C’est la première fois qu’un pays de l’Union veut la quitter. Le développement de l’illibéralisme de quelques pays pose la question de la signification de l’appartenance à l’Union Européenne. Les tensions Nord-Sud au sein de l’Union sur fond de méfiance réciproque ne permettent plus d’avancer dans la construction d’une zone euro, pourtant aujourd’hui encore bancale. Les pays du Nord craignent le non-respect des règles, notamment budgétaires, de vie en commun par ceux du Sud. Ceux du Sud, le manque de solidarité et une sorte de mépris de la part de ceux du Nord. Avec bien entendu, en point d’orgue, l’arrivée au pouvoir en Italie d’une coalition hétéroclite des extrêmes.
En outre, même si l’Europe n’en a en rien l’exclusivité, on assiste partout en Europe à la montée de mouvements populistes, recherchant des solutions simplistes à des problèmes réels et des boucs émissaires faciles. Ces mouvements sont la manifestation politique et électorale d’une demande d’identité, de sécurité et de protection. Conséquence elle-même, en Europe comme ailleurs, de la peur d’un affaiblissement des classes moyennes et d’une réponse perçue comme inadéquate ou insuffisante de la part des gouvernements. Mondialisation, révolution technologique, immigration mal maîtrisée et terrorisme islamiste sont les ferments de cette inquiétude. Le tout sur fond d’une déconstruction progressive des organisations multilatérales et des règles et principes de la communauté des nations établis après-guerre. Donc d’une montée de jeux non coopératifs potentiellement très dangereux. Qu’ils soient par exemple ceux des Etats- unis, proclamant qu’ « America first » est leur unique objectif, ou ceux à plus petite échelle de l’Italie qui présente une politique budgétaire dangereuse pour la zone euro ou, d’une certaine manière et dans un style opposé, de l’Allemagne, qui affiche depuis des années un excédent courant d’un niveau anormalement élevé.

CONSIGNE -> Dans le texte sur l'Union européenne ci-dessus, relevez tous les facteurs présentés comme les ferments de l'inquiétude qui nourrit la montée des mouvements populistes.

EXTRAITS DE DONNÉES ->
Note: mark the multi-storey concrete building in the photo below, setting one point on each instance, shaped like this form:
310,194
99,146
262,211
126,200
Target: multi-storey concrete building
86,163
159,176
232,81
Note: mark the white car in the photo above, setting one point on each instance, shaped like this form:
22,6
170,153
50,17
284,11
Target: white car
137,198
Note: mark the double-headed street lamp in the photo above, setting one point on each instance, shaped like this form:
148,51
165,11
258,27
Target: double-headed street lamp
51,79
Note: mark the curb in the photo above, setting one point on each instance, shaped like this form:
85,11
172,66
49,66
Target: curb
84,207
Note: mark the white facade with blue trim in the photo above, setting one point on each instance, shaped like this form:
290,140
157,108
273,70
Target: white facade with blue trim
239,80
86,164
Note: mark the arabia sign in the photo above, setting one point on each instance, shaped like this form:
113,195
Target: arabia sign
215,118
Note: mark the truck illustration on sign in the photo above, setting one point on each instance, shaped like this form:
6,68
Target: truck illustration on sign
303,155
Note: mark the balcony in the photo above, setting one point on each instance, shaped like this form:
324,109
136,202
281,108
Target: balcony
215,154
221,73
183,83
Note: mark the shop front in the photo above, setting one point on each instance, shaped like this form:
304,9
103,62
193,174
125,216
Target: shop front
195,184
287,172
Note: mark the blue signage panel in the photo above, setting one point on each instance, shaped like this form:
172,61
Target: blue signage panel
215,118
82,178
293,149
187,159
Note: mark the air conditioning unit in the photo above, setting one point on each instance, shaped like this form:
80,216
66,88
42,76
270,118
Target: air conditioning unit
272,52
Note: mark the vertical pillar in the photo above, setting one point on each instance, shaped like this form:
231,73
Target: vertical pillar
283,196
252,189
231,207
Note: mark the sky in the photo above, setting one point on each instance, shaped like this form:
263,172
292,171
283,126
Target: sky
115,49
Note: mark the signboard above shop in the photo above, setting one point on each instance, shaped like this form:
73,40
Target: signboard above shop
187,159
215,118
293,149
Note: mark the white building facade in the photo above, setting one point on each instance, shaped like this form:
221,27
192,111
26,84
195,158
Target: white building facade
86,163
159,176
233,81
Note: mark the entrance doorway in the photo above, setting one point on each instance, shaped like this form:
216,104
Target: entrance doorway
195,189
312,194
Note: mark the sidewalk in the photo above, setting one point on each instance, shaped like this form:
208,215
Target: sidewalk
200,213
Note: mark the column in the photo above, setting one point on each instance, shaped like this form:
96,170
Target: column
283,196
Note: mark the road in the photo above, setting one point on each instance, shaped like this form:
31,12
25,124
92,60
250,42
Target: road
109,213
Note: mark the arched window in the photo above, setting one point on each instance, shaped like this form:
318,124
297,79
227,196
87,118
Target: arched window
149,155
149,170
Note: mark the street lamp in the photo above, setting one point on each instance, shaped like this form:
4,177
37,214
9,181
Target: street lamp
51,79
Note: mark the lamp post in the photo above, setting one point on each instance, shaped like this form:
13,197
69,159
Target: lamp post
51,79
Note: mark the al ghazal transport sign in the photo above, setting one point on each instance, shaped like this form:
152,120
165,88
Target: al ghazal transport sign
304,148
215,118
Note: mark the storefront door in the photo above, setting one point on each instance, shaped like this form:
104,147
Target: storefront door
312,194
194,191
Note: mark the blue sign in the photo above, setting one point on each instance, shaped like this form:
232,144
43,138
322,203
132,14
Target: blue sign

...

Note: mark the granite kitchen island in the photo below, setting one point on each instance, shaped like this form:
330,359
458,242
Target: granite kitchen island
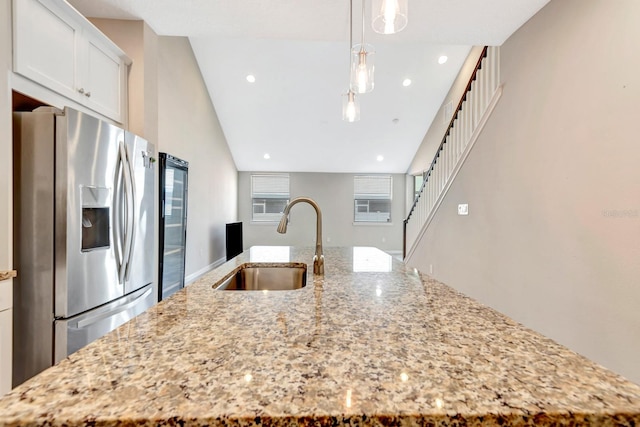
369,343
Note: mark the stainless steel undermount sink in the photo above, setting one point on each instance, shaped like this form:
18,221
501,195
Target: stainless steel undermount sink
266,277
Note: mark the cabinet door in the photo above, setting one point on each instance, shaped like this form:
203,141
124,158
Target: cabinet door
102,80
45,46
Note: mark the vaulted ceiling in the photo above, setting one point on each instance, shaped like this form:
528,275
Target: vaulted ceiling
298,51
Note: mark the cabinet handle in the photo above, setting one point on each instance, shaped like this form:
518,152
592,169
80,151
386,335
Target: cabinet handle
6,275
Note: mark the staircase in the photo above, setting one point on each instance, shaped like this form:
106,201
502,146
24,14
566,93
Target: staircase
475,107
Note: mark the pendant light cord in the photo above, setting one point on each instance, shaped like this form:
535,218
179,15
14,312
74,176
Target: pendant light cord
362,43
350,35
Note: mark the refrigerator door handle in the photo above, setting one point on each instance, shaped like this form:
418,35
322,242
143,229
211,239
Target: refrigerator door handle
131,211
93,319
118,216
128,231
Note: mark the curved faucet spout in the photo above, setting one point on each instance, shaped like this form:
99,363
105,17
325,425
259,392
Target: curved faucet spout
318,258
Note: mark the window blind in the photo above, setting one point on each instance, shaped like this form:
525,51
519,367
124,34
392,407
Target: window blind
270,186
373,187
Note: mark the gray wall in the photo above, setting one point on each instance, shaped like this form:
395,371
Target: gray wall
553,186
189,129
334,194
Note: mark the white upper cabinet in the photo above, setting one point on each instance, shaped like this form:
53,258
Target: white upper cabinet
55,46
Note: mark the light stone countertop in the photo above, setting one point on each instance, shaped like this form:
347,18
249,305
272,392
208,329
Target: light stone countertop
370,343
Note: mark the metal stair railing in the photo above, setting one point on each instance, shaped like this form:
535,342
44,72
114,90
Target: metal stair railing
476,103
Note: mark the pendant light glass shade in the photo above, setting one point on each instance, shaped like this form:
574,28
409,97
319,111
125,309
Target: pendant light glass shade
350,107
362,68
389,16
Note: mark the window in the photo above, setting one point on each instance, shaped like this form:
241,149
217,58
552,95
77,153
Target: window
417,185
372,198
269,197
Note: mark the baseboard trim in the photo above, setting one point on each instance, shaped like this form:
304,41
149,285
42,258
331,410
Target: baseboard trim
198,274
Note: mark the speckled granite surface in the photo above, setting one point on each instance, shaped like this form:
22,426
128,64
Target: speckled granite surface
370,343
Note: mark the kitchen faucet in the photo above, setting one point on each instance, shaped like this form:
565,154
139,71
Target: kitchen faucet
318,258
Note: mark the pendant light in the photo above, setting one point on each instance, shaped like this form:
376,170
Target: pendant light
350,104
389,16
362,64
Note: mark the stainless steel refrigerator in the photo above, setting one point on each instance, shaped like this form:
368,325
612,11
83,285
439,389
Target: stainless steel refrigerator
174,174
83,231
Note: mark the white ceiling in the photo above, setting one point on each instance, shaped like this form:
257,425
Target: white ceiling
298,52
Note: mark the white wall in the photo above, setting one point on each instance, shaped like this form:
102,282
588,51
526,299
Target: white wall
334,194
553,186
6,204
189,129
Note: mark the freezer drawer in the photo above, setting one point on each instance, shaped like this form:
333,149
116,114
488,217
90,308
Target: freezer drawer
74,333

...

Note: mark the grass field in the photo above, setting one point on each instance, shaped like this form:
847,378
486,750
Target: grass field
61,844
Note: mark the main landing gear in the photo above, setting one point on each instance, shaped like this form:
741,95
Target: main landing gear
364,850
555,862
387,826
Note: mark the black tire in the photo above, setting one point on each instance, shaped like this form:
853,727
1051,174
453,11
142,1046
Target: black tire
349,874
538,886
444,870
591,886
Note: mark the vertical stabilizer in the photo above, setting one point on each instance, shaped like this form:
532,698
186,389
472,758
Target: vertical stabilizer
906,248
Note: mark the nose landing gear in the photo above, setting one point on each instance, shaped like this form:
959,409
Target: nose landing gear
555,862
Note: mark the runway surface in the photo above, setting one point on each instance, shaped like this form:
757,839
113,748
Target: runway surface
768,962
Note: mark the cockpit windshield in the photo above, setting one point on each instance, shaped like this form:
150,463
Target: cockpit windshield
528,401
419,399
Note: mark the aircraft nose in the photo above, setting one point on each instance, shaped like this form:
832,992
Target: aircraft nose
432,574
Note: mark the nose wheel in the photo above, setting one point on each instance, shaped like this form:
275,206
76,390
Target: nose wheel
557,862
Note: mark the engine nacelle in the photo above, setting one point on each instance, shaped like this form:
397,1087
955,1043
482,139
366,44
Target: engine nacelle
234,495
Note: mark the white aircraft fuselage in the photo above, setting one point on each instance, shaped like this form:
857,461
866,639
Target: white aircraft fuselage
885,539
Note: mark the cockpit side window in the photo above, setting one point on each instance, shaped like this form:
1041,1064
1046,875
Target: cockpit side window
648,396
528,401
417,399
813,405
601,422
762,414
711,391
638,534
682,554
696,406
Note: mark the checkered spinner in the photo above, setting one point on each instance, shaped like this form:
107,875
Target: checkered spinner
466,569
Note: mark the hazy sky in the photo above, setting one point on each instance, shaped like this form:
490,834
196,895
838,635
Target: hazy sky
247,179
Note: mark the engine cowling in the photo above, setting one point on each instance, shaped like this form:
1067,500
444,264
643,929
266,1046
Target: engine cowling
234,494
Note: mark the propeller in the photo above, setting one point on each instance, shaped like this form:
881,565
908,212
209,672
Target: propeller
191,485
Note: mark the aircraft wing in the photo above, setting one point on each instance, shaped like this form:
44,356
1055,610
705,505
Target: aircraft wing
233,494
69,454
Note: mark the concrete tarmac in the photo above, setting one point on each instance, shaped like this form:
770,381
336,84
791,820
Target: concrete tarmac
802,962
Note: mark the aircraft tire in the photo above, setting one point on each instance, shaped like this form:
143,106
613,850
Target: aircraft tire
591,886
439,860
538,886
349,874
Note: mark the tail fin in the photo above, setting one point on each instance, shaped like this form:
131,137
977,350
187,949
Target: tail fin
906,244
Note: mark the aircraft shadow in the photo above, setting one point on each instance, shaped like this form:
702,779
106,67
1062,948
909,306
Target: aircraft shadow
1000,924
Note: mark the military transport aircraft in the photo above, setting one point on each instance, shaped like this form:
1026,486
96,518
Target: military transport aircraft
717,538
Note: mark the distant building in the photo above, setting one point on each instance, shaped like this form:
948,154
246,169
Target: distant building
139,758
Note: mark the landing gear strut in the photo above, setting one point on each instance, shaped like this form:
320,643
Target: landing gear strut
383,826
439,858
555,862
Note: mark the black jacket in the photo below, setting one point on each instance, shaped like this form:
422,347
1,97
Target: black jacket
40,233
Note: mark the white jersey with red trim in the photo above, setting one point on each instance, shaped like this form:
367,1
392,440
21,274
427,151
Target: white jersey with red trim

RÉPONSE COMPLÈTE ->
- Mondialisation
- Révolution technologique
- Immigration mal maîtrisée
- Terrorisme islamiste